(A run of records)
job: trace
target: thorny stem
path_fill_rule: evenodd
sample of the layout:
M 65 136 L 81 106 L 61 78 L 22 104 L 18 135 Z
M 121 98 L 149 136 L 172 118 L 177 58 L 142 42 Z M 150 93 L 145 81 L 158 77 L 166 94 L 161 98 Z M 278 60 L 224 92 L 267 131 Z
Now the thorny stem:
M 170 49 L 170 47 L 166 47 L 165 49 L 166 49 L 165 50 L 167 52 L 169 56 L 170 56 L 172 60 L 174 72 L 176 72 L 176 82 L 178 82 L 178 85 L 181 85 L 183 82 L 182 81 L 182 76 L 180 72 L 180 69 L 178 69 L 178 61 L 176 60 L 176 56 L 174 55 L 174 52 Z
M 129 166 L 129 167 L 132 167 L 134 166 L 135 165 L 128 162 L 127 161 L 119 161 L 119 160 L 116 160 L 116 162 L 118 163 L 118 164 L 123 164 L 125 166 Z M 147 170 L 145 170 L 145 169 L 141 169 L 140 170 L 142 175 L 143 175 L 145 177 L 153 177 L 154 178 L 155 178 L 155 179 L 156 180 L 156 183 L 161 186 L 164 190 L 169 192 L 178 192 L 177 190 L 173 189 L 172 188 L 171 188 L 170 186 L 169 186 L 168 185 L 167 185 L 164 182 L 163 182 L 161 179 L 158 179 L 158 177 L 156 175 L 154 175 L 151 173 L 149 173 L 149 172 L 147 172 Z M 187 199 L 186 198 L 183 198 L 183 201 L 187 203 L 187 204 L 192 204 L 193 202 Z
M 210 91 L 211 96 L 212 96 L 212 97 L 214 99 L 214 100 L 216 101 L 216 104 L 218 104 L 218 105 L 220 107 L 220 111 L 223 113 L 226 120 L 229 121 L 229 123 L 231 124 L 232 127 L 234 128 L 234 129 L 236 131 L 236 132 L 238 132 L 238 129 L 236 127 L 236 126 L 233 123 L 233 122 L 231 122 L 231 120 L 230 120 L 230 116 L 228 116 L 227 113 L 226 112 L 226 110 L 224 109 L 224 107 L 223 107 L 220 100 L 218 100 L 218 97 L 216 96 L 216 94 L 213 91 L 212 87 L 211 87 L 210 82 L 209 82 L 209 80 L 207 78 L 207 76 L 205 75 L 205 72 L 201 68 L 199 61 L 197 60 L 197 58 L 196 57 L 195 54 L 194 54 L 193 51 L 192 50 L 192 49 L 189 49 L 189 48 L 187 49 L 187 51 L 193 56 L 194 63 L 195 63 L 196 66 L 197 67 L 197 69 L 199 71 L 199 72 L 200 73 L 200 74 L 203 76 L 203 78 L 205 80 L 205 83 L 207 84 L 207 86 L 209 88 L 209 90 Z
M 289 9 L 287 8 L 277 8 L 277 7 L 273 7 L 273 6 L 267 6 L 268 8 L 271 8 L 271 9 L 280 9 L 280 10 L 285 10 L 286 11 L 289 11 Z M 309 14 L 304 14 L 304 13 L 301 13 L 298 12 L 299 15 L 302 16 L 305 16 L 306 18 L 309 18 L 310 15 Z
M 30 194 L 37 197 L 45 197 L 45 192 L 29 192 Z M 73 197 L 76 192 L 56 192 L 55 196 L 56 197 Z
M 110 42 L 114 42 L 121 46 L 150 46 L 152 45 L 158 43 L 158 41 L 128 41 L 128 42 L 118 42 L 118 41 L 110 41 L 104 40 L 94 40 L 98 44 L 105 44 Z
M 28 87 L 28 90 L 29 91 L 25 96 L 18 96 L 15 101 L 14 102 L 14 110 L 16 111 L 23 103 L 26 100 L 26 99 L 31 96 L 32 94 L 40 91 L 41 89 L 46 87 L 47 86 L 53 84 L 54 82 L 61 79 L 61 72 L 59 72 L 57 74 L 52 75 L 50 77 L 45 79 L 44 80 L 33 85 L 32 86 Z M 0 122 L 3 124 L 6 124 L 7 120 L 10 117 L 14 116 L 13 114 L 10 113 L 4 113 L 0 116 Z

→ Aim of the task: Print every line of the listing above verbatim, from first to last.

→ Written answer:
job: trace
target: thorny stem
path_fill_rule: evenodd
sample of the layout:
M 65 136 L 81 106 L 61 78 L 22 104 L 18 135 Z
M 121 98 L 149 136 L 172 118 L 177 58 L 142 42 Z M 150 93 L 145 81 L 158 77 L 166 94 L 161 98 Z M 278 60 L 224 92 L 267 131 Z
Now the thorny stem:
M 170 49 L 170 47 L 166 47 L 165 49 L 166 49 L 165 50 L 167 52 L 169 56 L 170 56 L 172 60 L 174 72 L 176 72 L 176 82 L 178 82 L 178 85 L 181 85 L 183 82 L 182 81 L 182 76 L 180 72 L 180 69 L 178 69 L 178 61 L 176 60 L 176 56 L 174 55 L 174 52 Z
M 129 166 L 129 167 L 132 167 L 134 166 L 135 165 L 128 162 L 127 161 L 119 161 L 119 160 L 116 160 L 116 162 L 118 163 L 118 164 L 123 164 L 125 166 Z M 147 170 L 145 170 L 145 169 L 141 169 L 140 170 L 142 175 L 143 175 L 145 177 L 153 177 L 154 178 L 155 178 L 155 179 L 156 180 L 156 183 L 161 186 L 164 190 L 169 192 L 178 192 L 177 190 L 173 189 L 172 188 L 171 188 L 170 186 L 169 186 L 168 185 L 167 185 L 164 182 L 163 182 L 161 179 L 158 179 L 158 177 L 156 175 L 154 175 L 151 173 L 149 173 L 149 172 L 147 172 Z M 187 199 L 186 198 L 183 198 L 183 201 L 187 203 L 187 204 L 192 204 L 193 202 Z
M 210 91 L 211 96 L 212 96 L 212 97 L 214 99 L 214 100 L 216 101 L 216 104 L 218 104 L 218 105 L 220 107 L 220 111 L 223 113 L 226 120 L 229 121 L 229 123 L 231 124 L 232 127 L 234 128 L 234 129 L 236 131 L 236 132 L 238 132 L 238 129 L 236 127 L 236 126 L 233 123 L 233 122 L 231 122 L 231 120 L 230 120 L 230 116 L 228 116 L 227 113 L 226 112 L 226 110 L 224 109 L 224 107 L 223 107 L 220 100 L 218 100 L 218 97 L 216 96 L 216 94 L 213 91 L 212 87 L 211 87 L 210 82 L 209 82 L 209 80 L 207 78 L 207 76 L 205 75 L 205 72 L 201 68 L 199 61 L 197 60 L 197 58 L 196 57 L 195 54 L 194 54 L 193 51 L 192 50 L 192 49 L 189 49 L 189 48 L 187 49 L 187 51 L 193 56 L 194 63 L 195 63 L 196 66 L 197 67 L 197 69 L 199 71 L 199 72 L 200 73 L 200 74 L 203 76 L 203 78 L 205 80 L 205 83 L 207 84 L 207 86 L 209 88 L 209 90 Z
M 289 9 L 287 8 L 277 8 L 277 7 L 273 7 L 273 6 L 267 6 L 268 8 L 271 8 L 271 9 L 280 9 L 280 10 L 285 10 L 286 11 L 289 11 Z M 309 14 L 304 14 L 304 13 L 301 13 L 298 12 L 299 15 L 302 16 L 305 16 L 306 18 L 309 18 L 310 15 Z
M 30 194 L 37 197 L 45 197 L 45 192 L 29 192 Z M 73 197 L 76 192 L 56 192 L 55 196 L 56 197 Z
M 110 42 L 114 42 L 121 46 L 150 46 L 152 45 L 158 43 L 158 41 L 128 41 L 128 42 L 118 42 L 118 41 L 110 41 L 104 40 L 94 40 L 98 44 L 105 44 Z
M 28 87 L 28 90 L 29 91 L 25 96 L 18 96 L 15 101 L 14 102 L 14 110 L 16 111 L 23 103 L 26 100 L 26 99 L 31 96 L 32 94 L 40 91 L 41 89 L 46 87 L 47 86 L 53 84 L 54 82 L 61 79 L 61 72 L 59 72 L 57 74 L 52 75 L 50 77 L 45 79 L 44 80 L 33 85 L 32 86 Z M 0 122 L 3 124 L 6 124 L 7 120 L 10 117 L 14 116 L 13 114 L 10 113 L 4 113 L 0 116 Z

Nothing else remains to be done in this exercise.